STATED TASK:
Please report each line of the rows below that contains the word "green", copied in full. Case counts when matching.

(Records of labeled points)
— START —

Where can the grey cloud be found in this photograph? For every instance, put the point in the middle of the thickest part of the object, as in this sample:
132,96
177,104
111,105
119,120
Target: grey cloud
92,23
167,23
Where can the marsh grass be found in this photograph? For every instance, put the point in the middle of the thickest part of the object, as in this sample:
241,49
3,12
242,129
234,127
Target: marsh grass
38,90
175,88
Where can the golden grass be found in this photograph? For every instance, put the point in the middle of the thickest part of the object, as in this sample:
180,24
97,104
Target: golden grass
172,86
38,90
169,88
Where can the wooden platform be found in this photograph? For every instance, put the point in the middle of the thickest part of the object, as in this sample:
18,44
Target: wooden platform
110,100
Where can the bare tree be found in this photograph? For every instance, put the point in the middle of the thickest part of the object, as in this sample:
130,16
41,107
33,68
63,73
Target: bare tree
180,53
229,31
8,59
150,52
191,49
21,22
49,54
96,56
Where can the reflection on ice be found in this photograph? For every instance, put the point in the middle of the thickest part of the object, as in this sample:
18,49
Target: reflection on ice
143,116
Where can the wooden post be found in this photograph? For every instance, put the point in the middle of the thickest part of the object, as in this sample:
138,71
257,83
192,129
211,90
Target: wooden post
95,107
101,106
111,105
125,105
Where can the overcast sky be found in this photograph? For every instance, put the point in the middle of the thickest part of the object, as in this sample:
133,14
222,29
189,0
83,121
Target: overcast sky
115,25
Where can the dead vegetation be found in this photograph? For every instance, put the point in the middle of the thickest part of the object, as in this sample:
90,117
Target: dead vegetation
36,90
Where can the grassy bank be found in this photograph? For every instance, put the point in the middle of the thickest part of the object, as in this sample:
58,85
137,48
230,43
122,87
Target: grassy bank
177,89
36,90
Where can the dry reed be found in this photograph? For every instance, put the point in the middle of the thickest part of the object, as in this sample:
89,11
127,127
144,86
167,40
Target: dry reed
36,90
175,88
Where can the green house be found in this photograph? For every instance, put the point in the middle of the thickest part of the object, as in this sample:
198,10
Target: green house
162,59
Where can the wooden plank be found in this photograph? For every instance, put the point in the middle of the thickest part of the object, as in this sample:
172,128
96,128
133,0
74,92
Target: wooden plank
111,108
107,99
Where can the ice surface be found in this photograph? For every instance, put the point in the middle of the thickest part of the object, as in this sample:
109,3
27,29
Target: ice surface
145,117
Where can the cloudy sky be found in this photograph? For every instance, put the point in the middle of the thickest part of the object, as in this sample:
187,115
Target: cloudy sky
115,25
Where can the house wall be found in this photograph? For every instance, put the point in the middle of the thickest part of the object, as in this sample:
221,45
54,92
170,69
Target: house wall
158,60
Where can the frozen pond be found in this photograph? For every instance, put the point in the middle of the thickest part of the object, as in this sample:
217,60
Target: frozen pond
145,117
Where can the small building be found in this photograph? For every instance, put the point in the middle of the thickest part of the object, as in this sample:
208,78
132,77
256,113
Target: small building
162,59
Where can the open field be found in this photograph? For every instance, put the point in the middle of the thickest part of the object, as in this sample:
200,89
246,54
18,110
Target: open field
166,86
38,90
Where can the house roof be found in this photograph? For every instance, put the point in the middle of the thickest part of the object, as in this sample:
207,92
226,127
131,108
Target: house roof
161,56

— END —
— START —

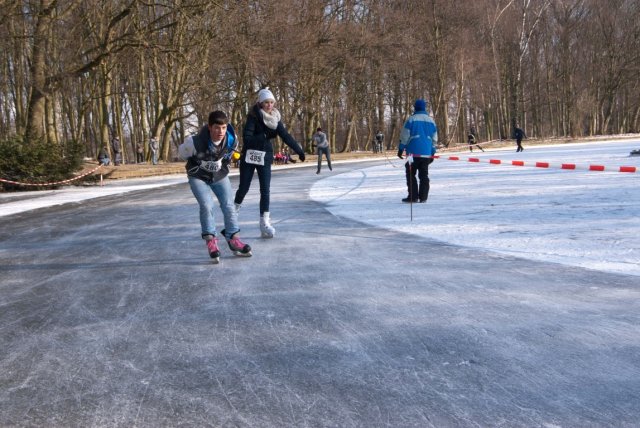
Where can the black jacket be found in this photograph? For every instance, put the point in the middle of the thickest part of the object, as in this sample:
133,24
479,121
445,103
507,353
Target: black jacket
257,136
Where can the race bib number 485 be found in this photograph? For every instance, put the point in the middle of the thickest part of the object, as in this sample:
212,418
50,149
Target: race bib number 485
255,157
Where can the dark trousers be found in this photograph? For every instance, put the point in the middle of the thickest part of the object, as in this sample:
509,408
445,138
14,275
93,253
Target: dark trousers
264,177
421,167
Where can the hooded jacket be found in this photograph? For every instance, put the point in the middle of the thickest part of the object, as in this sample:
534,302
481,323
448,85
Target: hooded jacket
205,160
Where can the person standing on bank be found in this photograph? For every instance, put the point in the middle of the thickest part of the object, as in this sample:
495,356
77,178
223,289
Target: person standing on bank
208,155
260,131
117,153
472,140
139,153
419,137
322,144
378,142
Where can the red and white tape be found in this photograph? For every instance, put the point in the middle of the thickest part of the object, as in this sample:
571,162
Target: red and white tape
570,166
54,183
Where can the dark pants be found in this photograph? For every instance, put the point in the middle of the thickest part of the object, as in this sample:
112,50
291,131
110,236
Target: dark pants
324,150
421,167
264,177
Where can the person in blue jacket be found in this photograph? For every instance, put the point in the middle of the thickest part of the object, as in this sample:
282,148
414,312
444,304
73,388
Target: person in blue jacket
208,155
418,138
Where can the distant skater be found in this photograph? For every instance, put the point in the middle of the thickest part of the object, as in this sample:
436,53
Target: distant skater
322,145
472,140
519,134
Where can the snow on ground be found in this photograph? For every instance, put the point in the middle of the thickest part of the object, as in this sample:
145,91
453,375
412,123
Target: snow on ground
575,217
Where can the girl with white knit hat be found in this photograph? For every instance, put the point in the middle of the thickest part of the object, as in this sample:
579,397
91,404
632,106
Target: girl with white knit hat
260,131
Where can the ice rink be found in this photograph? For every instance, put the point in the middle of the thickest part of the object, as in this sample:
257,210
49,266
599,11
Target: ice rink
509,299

— END —

TASK RESPONSE:
Where can the green house be found in this photograph? For every instance, put the point in the middle of the thickest part of the object, as in this sample:
Target: green house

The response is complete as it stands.